What you are asked to do: In the spruce storage protein abstract, what happened to the storage proteins in somatic embryos grown on 10 μM ABA?

Reading passage:
--

Storage protein gene expression in zygotic and somatic embryos of interior spruce

Abstract

Storage protein gene expression was compared between zygotic and somatic embryos of interior spruce (Picea glauca/engelmanii complex). Somatic embryos, grown on medium containing 40 μM or 10 μM abscisic acid (ABA), and zygotic embryos accumulated IIS legumin, 7S vicilin and 2S albumin storage proteins. Zygotic embryos displayed a rapid, transient period of storage protein accumulation, while somatic embryos differentiated on 40 μM ABA displayed a more prolonged, gradual accumulation, with some accumulation still evident after 9 weeks of maturation. Somatic embryos on 10 μM ABA accumulated storage proteins initially, but these were rapidly degraded as the embryos germinated precociously. Legumin, albumin and vicilin transcripts were detectable in torpedo stage zygotic and somatic embryos, and increased during embryo development. Transcript levels in zygotic embryos increased during cotyledon development, but following maximum dry weight accumulation and moisture loss, transcripts declined rapidly to low levels. In contrast, somatic embryos on 40 μM ABA had high transcript levels for a prolonged period. These levels were still present after 9 weeks of maturation. A decline in storage protein transcripts similar to zygotic embryos was apparent following a mild drying treatment. These results suggest that a decline in storage protein transcripts is stimulated by embryo drying during the later stages of conifer embryogenesis. Low levels of storage protein transcripts also appeared in somatic embryos on 10 μM ABA, but declined during precocious germination. Osmotic stress induced storage protein and storage protein transcript accumulation. This could be partially inhibited by inclusion of the ABA biosynthetic inhibitor, fluridone. However, endogenous ABA levels did not differ significantly between embryos cultured in the presence or absence of fluridone.

--

[Natural language region descriptions]
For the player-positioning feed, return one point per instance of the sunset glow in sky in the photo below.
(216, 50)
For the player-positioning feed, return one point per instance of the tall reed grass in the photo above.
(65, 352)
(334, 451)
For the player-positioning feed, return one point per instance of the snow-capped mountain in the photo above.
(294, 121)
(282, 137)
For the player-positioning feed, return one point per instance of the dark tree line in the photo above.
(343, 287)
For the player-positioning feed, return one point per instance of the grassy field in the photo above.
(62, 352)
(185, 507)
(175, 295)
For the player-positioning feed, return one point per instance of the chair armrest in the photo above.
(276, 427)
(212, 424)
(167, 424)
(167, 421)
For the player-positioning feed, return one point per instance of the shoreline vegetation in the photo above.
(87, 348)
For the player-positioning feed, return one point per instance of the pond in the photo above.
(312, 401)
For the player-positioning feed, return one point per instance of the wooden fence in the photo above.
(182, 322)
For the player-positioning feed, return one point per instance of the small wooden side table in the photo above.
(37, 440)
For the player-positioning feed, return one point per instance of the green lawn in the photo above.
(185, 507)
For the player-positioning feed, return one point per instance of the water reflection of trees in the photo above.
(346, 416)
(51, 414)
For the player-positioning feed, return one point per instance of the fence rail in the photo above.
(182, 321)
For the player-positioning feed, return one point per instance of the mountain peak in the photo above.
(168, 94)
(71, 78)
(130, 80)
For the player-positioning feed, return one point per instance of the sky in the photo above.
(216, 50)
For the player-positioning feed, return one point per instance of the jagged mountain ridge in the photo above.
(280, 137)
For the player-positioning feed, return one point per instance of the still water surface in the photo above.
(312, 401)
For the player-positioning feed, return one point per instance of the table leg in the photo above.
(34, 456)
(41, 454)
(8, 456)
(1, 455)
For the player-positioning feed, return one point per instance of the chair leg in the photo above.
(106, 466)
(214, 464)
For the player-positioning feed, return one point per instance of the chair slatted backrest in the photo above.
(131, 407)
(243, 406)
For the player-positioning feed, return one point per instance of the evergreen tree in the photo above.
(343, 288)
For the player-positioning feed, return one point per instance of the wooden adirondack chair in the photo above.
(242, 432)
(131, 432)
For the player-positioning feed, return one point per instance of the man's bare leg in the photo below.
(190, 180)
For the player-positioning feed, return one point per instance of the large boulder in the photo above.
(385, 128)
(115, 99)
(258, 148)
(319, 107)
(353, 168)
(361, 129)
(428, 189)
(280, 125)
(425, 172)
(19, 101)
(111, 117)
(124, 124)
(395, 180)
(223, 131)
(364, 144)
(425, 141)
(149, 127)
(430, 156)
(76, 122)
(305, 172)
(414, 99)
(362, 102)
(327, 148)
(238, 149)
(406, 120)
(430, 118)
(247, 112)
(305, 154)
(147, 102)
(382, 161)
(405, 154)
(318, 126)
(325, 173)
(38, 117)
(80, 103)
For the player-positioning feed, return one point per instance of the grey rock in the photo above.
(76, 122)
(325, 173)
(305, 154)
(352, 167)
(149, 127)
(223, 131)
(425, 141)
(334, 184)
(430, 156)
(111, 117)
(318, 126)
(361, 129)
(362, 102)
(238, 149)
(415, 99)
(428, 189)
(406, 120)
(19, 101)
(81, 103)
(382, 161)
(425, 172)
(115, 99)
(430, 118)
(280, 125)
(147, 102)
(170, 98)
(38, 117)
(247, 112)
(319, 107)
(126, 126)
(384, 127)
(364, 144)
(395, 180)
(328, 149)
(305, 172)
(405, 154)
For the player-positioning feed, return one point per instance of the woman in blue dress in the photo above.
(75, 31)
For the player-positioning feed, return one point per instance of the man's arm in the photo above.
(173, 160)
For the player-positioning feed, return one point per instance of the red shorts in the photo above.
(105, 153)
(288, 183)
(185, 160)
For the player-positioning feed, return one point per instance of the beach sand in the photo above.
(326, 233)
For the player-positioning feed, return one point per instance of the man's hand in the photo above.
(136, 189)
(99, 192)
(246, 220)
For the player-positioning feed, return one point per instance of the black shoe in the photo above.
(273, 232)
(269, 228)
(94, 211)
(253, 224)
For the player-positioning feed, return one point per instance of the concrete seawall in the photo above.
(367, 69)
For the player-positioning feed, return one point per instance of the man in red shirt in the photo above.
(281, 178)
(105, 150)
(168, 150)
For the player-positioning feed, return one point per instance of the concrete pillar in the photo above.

--

Exercise response: They accumulated at first but were rapidly degraded as the embryos germinated precociously.